On the Line – Volunteering for the Asylum Seekers

Day 1

It was a 15-hour day – more than 13 hours at the detention center meeting with clients, and then a few hours back at the hotel regrouping with the team and entering case notes into the electronic filing system.

What struck me today: the incredible strength of the women I met with. They have lived through unspeakable horrors, travelled dangerous paths – with small children – to get to safety, been placed into detention, and sometimes abused by various government representatives. And then today they were asked to sit down with me, a stranger. And I asked them to trust me, and to tell me the most horrific, intimate details of their lives. Stories that, in some instances, could get them killed just because they were shared.

● RAW DATA:
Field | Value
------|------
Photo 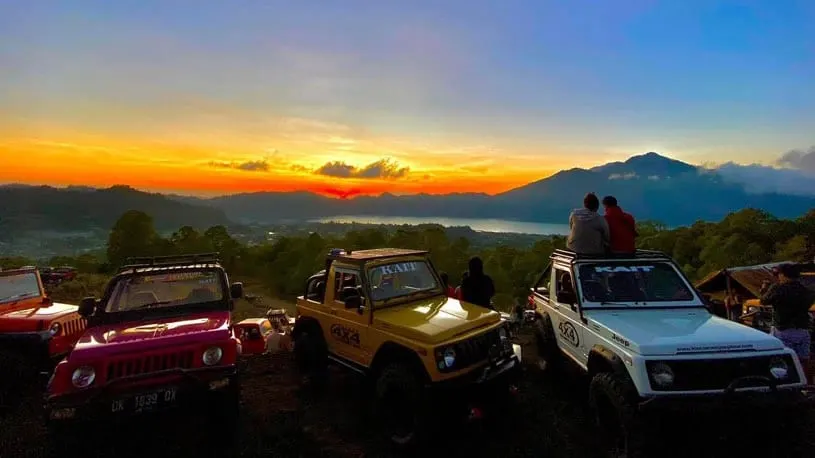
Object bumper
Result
[429,345,521,398]
[45,366,239,422]
[639,389,813,415]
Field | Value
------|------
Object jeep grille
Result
[646,355,799,391]
[455,329,501,369]
[108,351,193,382]
[62,318,87,336]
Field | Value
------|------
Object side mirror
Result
[229,281,243,299]
[345,295,362,309]
[557,291,577,305]
[79,297,96,318]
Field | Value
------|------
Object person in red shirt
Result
[603,196,639,253]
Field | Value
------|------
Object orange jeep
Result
[0,267,85,383]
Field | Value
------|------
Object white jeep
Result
[529,250,804,456]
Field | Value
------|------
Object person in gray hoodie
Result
[566,193,611,254]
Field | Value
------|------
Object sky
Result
[0,0,815,195]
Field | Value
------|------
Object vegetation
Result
[0,209,815,309]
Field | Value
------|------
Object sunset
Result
[0,0,815,196]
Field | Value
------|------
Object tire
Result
[375,363,426,449]
[589,372,647,458]
[535,314,563,373]
[294,326,328,386]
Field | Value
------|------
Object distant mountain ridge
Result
[0,153,815,234]
[0,185,230,236]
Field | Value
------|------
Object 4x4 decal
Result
[557,321,580,347]
[331,324,359,348]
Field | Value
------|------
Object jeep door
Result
[326,266,371,366]
[549,265,588,365]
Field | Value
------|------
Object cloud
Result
[778,146,815,173]
[608,172,639,180]
[209,159,270,172]
[314,159,410,178]
[712,162,815,196]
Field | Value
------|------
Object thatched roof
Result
[696,262,786,297]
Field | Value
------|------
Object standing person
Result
[603,196,639,253]
[566,192,610,254]
[461,256,495,309]
[453,270,470,300]
[439,272,456,297]
[761,264,813,384]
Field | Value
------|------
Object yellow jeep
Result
[292,248,521,445]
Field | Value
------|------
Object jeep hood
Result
[70,311,231,360]
[374,296,501,344]
[0,298,79,332]
[584,309,783,356]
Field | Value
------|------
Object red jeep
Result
[0,268,85,384]
[45,254,243,429]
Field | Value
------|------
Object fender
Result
[589,344,628,377]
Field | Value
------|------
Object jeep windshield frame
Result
[573,259,706,310]
[0,269,45,311]
[363,256,444,310]
[89,265,231,325]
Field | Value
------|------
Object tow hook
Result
[467,406,484,421]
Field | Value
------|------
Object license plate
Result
[110,388,176,413]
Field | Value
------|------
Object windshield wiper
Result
[130,301,172,310]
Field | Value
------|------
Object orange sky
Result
[0,116,565,195]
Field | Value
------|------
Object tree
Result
[107,210,159,266]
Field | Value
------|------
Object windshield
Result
[105,271,224,312]
[580,262,698,306]
[368,261,439,303]
[0,272,40,304]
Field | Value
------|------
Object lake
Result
[309,216,569,235]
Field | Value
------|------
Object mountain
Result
[185,152,815,225]
[495,153,815,225]
[0,185,230,238]
[0,153,815,238]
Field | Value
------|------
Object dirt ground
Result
[0,330,815,458]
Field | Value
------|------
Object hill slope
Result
[0,186,229,236]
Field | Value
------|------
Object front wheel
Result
[589,372,646,458]
[375,363,424,448]
[534,315,561,373]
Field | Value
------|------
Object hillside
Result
[0,153,815,234]
[0,185,229,238]
[185,153,815,226]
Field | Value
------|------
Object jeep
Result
[530,250,805,456]
[45,253,243,432]
[0,268,85,383]
[292,248,521,446]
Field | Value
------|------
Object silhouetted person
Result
[566,193,609,254]
[454,270,470,300]
[439,272,456,297]
[761,264,814,384]
[603,196,639,253]
[461,256,495,308]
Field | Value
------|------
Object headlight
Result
[442,347,456,369]
[71,366,96,388]
[770,356,790,380]
[206,347,224,366]
[649,363,674,388]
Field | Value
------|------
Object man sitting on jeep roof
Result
[566,193,610,254]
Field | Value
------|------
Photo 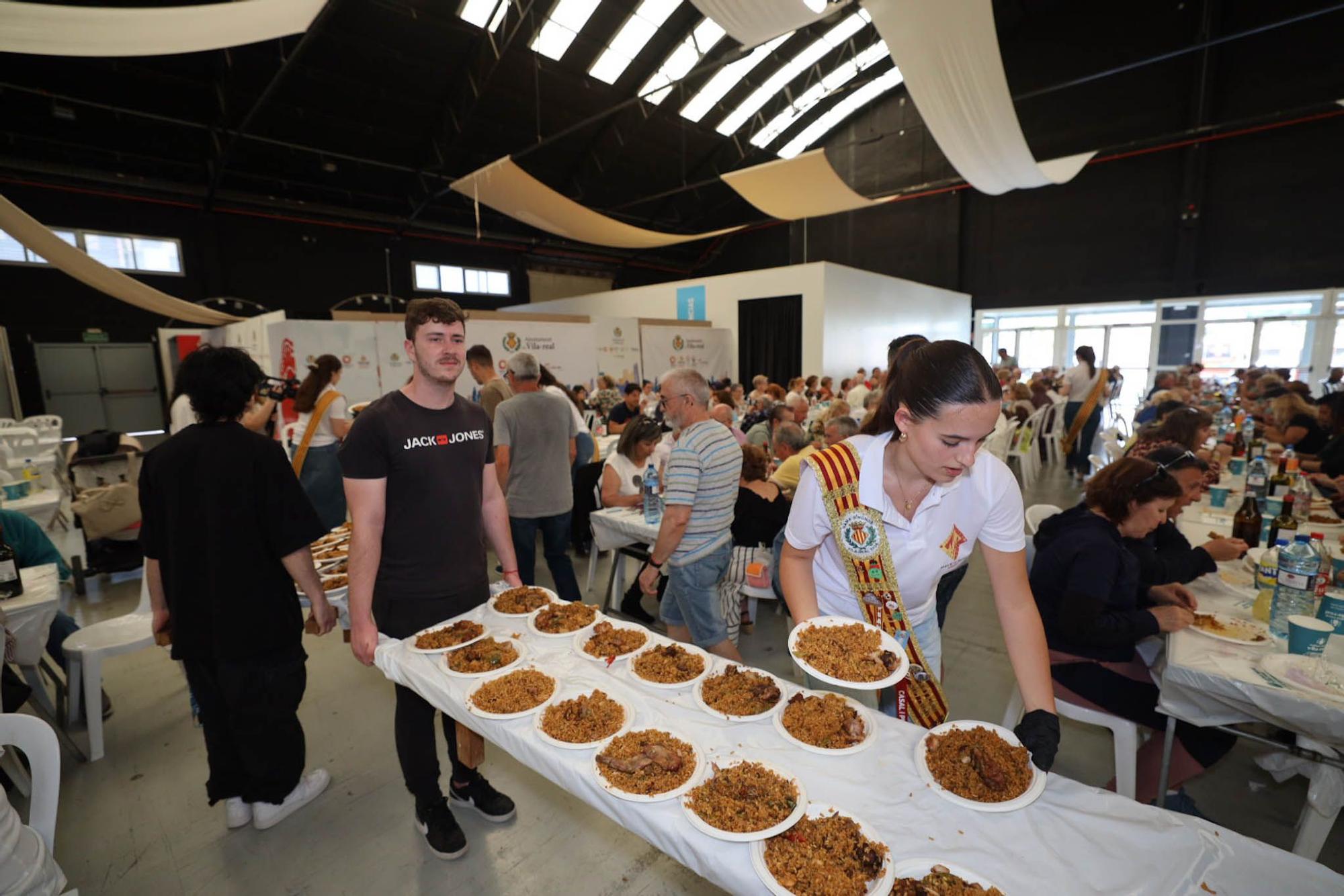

● WHAT YOU WILL DO:
A. In the account of volunteering for asylum seekers, how many hours did the writer spend at the detention center on the first day?
B. Summarize the account of volunteering for asylum seekers in two sentences.
C. Extend the account of volunteering for asylum seekers from the point where it ends.
The entries are unrelated to the volunteering account and serve as separate material.

● IN RESPONSE:
A. More than 13 hours.

B. On the first day, the writer worked a 15-hour day, spending more than 13 hours meeting clients at the detention center and then several hours at the hotel with the team entering case notes. What stood out was the strength of the women, who had survived horrors, dangerous journeys with small children, detention, and sometimes abuse, yet were asked to trust a stranger with intimate details that in some cases could get them killed.

C.
And the amazing thing? They did that. They placed their trust in me and my colleagues. They did it without question. They told their stories, with their children on their laps. Children who, shockingly, slept through their interviews – even though the interviews were sometimes one to two hours long.  That is perhaps what struck me most of all. Regardless of the time of the day, the children slept. Even when it wasn’t close to being naptime, they slept. All I can assume is that they were exhausted from the journey and the trauma that they’d been through, and that they are still experiencing.

And that was Day 1 of Dilley, Texas. Amazing women. Amazing children. And I hope their journey to a new life in the US feels a bit more hospitable and hopeful than it did yesterday because of the pro bono service that our team provided.

photo of the facility, from as close as photos were allowed.
photo originally posted on Women of the Fifth 

Day 2

Exhausted. Today’s word of the day from Dilley is exhausted. We started the day a little later than yesterday, with the promise of also finishing earlier. But I’ve just arrived to my hotel room; it is 11pm and I still have work to do before bed so I can wake up and do it again tomorrow.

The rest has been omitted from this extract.